Prompt 1 =
Using the passage on obesity in Spanish women, say whether each statement agrees with it: (a) The survey covered 4,013 subjects aged 18 years or more. (b) Every woman in the survey had her body composition analyzed. (c) Overweight and obesity became less common as age increased. Answer yes or no for each, and quote the words of the passage that decide it.
Prompt 2 =
From the passage on obesity in Spanish women, list every disease or disorder named in the sentence that begins "Therefore, obesity is a public health concern".
Prompt 3 =
Write the next few sentences of the passage on obesity in Spanish women, starting after its final sentence.

--- Passage for review Enclosed Below ---

We aim to provide updated information on prevalence of overweight and obesity in Spanish adult women, and to also provide references for body composition. We considered data from a survey conducted annually between 2009 and 2010, on 4,013 subjects aged 18 years or more (mean age 53.42±11.99 years), representatives of the Spanish adult women, including measured information on height and weight. A subgroup of 2,224 women conducted a bioelectrical body impedance analysis of body composition. Segmental fat mass (Kg) and fat free mass (Kg) were measured with the Tanita Body Composition Analyzer (Model no. BC-418 MA) and percentile curves were constructed. The World Health Organization (WHO) criteria based on Body Mass Index (BMI) was used for the definition of overweight and obesity. Overweight was present in the 38.4% (95% CI 36.9-39.9%; n=1,539) of the sample, and the prevalence of obesity was of 24.6% (95% CI 23.3-26.0%; n=989). A total of 1,485 women (36.9%; 95% CI 35.4-38.4%) were considered normal according to the BMI. Prevalence of overweight and obesity were significantly increased with age. We have observed an elevated prevalence of overweight and obesity in Spanish adult women. Reference values for fat percentage, fat mass and fat free mass are provided.

Introduction

In the last several decades, the alarming increase in obesity has become one of the most important topics in human biology. Obesity is the outcome of complex interactions between genetic and environmental factors [1]. The latter are mostly associated with a modern lifestyle [2]. The acute rise in the rates of obesity [3–6] is common between men and women and rich and poor people from different ethnicities [7]. Therefore, obesity is a public health concern that is associated with an increased risk for developing hypertension, lipid disorders, type 2 diabetes, heart disease [8], stroke [9] and cancer [10]. Obesity has also been associated with an increased risk for early all-cause mortality [11].

--- End of Enclosed Passage for review ---
--- Information provided Enclosed Below ---

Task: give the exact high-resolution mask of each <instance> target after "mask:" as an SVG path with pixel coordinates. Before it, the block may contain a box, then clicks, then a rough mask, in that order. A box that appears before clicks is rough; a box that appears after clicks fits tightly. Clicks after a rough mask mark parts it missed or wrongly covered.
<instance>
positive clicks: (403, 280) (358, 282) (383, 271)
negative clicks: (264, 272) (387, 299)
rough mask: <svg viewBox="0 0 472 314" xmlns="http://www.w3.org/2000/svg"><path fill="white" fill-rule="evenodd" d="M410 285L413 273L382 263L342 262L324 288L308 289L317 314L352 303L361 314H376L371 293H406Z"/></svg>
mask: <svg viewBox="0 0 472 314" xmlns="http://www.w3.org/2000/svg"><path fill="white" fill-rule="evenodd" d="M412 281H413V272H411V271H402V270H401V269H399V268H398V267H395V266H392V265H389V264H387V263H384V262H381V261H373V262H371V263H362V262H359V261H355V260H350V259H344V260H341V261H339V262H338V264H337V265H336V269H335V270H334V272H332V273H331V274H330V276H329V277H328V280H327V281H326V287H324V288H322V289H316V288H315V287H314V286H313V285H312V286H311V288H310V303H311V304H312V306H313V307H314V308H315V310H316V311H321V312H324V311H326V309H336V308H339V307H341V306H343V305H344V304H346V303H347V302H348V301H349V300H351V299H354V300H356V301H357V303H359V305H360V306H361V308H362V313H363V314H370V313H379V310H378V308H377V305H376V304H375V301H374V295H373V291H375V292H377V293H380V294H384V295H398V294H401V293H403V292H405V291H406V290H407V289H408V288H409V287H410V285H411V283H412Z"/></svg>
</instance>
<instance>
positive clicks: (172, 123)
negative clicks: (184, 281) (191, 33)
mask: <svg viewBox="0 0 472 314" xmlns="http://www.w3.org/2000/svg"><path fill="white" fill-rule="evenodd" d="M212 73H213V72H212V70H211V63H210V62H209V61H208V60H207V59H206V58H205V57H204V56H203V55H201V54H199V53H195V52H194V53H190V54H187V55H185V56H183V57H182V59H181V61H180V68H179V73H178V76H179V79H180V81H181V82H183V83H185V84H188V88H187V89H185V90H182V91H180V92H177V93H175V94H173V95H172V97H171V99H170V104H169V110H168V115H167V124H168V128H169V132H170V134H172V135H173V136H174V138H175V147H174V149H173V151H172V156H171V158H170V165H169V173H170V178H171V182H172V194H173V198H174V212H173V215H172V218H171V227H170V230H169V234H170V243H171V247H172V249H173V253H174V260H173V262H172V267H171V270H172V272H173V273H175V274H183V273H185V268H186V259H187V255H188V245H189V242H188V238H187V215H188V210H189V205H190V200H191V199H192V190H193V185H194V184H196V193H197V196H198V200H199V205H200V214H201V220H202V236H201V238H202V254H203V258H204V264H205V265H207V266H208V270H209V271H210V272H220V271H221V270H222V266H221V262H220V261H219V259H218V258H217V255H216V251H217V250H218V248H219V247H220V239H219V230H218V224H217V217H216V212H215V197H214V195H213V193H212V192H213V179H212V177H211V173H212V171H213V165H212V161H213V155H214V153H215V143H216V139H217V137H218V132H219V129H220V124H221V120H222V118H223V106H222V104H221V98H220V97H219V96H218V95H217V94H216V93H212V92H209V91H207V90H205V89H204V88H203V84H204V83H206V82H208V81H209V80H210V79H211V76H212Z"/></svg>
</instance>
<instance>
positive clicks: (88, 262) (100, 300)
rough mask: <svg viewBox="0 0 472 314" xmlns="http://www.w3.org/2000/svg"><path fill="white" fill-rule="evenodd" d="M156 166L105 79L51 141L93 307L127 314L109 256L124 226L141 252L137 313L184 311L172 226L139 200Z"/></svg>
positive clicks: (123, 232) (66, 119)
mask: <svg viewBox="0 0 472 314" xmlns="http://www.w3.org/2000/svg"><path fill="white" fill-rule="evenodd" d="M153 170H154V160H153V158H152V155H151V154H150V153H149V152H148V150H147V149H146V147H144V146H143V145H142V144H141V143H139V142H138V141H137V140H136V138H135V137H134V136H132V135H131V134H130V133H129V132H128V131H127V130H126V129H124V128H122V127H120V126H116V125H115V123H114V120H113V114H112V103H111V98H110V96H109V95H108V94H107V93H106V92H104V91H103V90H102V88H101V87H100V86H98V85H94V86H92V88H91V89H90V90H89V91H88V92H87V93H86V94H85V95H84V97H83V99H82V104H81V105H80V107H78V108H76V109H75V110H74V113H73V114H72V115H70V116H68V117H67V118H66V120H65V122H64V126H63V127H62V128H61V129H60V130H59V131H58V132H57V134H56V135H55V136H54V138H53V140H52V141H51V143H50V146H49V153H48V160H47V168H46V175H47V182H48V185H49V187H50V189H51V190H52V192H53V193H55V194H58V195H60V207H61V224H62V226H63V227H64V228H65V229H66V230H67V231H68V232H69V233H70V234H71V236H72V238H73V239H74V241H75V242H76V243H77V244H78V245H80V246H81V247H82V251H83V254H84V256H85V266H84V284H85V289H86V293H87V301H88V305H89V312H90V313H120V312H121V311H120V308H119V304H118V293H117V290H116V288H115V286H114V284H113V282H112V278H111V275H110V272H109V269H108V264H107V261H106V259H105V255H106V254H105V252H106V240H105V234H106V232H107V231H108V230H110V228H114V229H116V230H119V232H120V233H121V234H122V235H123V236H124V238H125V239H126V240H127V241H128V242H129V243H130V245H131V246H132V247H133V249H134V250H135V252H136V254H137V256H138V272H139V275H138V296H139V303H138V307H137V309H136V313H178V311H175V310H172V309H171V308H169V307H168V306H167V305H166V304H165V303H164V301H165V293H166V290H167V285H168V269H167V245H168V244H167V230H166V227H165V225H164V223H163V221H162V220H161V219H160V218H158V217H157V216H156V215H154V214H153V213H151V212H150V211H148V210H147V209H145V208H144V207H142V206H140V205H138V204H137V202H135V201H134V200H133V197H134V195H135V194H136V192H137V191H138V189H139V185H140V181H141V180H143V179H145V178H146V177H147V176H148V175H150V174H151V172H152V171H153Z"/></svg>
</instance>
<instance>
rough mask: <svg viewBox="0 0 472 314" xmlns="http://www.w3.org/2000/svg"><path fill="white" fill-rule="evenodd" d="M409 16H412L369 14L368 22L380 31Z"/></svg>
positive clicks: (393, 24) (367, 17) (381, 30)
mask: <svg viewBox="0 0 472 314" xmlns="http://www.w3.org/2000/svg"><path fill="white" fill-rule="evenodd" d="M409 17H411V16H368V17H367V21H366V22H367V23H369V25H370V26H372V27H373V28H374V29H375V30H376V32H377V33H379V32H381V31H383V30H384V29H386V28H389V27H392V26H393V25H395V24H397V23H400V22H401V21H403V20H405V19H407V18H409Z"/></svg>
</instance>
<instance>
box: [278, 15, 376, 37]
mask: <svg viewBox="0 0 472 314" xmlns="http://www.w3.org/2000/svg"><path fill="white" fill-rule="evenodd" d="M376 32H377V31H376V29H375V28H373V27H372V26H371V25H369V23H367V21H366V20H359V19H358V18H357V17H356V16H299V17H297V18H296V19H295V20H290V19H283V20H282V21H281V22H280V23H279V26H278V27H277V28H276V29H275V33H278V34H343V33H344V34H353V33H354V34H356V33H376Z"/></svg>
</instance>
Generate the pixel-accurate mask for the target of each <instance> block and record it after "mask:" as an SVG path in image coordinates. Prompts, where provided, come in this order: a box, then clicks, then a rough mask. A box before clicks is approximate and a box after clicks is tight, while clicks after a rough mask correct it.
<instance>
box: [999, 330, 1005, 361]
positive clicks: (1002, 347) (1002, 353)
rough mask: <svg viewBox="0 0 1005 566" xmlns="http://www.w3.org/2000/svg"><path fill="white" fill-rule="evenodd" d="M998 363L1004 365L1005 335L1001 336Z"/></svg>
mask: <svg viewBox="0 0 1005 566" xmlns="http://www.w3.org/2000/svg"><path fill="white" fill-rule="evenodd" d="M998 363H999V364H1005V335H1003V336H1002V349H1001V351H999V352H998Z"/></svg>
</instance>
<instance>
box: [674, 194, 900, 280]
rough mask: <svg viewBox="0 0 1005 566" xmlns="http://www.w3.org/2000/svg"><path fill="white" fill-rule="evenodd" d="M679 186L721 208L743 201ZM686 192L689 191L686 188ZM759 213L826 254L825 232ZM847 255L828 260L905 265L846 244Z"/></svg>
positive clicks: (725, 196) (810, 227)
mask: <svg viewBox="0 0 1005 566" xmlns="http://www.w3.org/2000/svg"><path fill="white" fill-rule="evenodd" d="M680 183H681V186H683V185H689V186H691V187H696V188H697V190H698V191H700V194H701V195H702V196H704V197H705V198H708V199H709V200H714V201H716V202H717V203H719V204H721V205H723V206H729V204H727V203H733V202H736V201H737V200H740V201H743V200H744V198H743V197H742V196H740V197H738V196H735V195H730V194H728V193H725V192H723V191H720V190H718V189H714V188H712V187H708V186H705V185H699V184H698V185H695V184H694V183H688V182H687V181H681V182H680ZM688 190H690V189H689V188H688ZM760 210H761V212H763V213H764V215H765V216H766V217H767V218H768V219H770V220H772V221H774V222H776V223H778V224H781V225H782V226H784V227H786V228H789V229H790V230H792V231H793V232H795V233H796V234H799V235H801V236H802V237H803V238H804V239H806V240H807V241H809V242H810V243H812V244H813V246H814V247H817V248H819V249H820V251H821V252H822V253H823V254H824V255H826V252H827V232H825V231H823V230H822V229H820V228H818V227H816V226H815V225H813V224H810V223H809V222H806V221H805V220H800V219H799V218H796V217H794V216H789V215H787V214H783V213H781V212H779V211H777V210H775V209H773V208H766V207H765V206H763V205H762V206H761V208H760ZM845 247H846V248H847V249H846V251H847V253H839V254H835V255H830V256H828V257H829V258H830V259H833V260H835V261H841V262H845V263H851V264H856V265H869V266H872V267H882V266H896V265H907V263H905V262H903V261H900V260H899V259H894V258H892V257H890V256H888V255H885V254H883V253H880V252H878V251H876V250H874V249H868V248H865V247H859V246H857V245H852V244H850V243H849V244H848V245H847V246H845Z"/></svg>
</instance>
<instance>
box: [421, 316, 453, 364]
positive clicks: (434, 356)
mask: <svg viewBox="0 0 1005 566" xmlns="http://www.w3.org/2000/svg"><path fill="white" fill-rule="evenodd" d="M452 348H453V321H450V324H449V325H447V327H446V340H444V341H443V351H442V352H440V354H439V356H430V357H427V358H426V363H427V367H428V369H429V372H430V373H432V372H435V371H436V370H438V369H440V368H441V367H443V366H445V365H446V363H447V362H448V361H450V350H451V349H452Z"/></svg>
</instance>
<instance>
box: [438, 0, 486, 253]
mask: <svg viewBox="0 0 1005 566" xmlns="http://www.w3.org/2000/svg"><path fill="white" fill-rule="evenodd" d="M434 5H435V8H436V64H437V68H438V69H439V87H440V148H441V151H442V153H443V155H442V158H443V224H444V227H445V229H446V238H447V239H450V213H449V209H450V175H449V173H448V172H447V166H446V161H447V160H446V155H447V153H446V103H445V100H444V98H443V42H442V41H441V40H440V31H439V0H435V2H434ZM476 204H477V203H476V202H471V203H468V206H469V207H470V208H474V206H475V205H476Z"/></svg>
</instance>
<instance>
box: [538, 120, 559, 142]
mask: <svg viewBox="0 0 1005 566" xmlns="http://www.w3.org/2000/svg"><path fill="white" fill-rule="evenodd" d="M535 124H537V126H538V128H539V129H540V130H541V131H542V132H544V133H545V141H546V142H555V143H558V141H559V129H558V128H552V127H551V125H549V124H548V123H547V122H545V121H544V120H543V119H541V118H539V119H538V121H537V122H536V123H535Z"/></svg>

--- End of Enclosed Information provided ---

Task response 1 =
(a) Yes: "on 4,013 subjects aged 18 years or more"
(b) No: "A subgroup of 2,224 women conducted a bioelectrical body impedance analysis of body composition."
(c) No: "Prevalence of overweight and obesity were significantly increased with age."

Task response 2 =
hypertension, lipid disorders, type 2 diabetes, heart disease, stroke, cancer

Task response 3 =
Body mass index (BMI) [12] is widely used as an anthropometric estimate of general adiposity, but the failure to identify differences in body composition and body fat distribution has limited the usefulness of BMI. Therefore, the combination of BMI and body fat distribution might be more useful as a clinical prognostic indicator and a diagnostic criterion for obesity. A number of methods are used for measuring body composition and body fat distribution [13–15]. Among the gold-standards for body composition analysis are computed tomography (CT) and dual-energy X-ray absorptiometry (DXA). The bioelectrical body impedance analysis (BIA) is a simple, low-cost, safe, accurate and reproducible method for body composition analysis [16]. It has shown great potential in epidemiological and clinical studies [17,18]. BIA approach for the measurement of the body composition has additional advantages: It requires low-cost instrumentation and is easily applicable in practice. However, several factors might limit the valid application of BIA analysis as body geometry and body water distribution could interfere. These factors might affect on the validity of the method that result in either the underestimation or overestimation [19] of the fat mass.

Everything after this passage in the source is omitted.